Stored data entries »

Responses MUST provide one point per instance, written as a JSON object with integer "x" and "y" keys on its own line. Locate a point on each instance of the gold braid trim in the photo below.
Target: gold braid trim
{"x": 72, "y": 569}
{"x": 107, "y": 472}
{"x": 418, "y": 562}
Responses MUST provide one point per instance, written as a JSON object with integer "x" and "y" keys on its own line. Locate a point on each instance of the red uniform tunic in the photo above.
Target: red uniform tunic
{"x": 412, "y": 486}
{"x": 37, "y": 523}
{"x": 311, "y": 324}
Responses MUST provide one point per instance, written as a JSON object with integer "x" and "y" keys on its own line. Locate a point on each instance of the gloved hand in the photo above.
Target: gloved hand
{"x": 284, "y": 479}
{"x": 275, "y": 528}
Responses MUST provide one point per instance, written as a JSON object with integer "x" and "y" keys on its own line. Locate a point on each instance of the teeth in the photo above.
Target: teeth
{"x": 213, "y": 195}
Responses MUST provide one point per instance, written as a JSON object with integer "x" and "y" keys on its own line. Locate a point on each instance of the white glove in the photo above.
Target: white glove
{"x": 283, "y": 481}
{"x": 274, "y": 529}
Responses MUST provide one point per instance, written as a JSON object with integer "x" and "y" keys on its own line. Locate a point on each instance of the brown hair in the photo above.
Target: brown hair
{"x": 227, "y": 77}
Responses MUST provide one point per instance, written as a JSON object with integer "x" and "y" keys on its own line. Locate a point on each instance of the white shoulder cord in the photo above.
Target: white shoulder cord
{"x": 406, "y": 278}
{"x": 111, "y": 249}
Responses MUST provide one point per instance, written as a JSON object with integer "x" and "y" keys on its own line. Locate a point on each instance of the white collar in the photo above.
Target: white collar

Exercise » Give back the data exactly.

Result for this exercise »
Responses MUST provide one point per instance, written as a JSON object with integer "x" and "y" keys on its own line. Locate a point on each instance of the gold braid trim in the photo below.
Target: gold braid trim
{"x": 72, "y": 569}
{"x": 107, "y": 472}
{"x": 418, "y": 562}
Responses MUST provide one point per instance, written as a JSON object with integer "x" and "y" keys on its own line. Locate a point on each instance of the red uniform tunic in the photo above.
Target: red uniform tunic
{"x": 412, "y": 486}
{"x": 37, "y": 523}
{"x": 311, "y": 324}
Responses MUST provide one point per instance, written as a JSON object with integer "x" and "y" keys on its own line. Locate a point on each instance of the gloved hand in the photo above.
Target: gloved hand
{"x": 284, "y": 479}
{"x": 275, "y": 528}
Responses MUST provide one point per instance, written as a JSON object with integer "x" and "y" keys on its own line. Locate a point on each instance of the teeth in the photo above.
Target: teeth
{"x": 213, "y": 195}
Responses MUST provide one point per instance, written as a JSON object with integer "x" and "y" keys on its own line. Locate a point on each instance of the white glove in the photo above.
Target: white glove
{"x": 283, "y": 481}
{"x": 274, "y": 529}
Responses MUST provide one point per instance, written as a JSON object with integer "x" and "y" keys on its own line. Locate a point on each instance of the brown hair in the photo above.
Target: brown hair
{"x": 227, "y": 77}
Responses MUST provide one point per instance, written as a JSON object with integer "x" and "y" keys on its own line. Locate a point on each instance of the white shoulder cord in the photo above.
Target: white shoulder cord
{"x": 406, "y": 278}
{"x": 111, "y": 249}
Responses MUST provide one point per instance, written as a JSON object with integer "x" and "y" keys on its own line. Locate a point on each instance of the white collar in the photo above.
Target: white collar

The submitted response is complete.